» **Exercise aim**
Take every line from the data that has the word "query" in it.

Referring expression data
▶
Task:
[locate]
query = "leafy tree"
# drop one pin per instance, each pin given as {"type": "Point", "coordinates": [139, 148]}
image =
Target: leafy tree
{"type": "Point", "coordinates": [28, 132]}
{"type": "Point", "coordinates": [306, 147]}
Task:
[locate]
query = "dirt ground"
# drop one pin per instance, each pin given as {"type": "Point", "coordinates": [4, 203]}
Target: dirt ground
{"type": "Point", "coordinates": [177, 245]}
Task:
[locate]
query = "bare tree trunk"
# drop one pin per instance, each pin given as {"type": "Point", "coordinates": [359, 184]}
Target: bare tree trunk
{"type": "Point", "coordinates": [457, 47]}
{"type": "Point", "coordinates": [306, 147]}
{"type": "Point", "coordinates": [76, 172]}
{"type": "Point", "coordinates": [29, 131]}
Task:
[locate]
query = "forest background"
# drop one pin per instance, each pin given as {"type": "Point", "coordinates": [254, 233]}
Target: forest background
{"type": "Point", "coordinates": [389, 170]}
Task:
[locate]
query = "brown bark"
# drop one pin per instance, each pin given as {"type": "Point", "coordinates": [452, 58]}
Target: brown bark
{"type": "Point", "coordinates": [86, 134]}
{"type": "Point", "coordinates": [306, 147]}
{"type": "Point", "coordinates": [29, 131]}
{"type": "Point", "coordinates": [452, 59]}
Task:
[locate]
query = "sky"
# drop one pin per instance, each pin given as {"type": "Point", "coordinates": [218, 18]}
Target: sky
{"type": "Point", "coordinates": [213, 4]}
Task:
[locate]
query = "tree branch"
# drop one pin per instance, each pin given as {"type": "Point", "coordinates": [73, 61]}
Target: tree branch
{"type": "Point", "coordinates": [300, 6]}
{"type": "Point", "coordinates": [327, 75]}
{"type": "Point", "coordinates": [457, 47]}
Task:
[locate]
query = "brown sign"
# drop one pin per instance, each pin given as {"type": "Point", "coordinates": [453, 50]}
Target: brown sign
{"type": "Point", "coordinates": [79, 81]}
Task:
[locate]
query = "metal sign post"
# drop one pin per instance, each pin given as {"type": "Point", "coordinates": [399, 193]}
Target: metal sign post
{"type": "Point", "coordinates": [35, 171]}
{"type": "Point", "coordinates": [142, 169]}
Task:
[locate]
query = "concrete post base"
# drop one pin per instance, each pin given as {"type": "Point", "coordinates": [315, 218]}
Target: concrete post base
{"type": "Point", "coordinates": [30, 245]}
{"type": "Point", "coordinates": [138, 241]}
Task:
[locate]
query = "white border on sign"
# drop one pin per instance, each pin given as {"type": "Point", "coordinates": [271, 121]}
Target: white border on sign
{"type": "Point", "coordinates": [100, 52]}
◀
» **Exercise result**
query = "leafy tree"
query = "dirt ground"
query = "bare tree trunk"
query = "forest background"
query = "brown bark"
query = "sky"
query = "tree branch"
query = "brown sign"
query = "metal sign post"
query = "concrete post base"
query = "white border on sign"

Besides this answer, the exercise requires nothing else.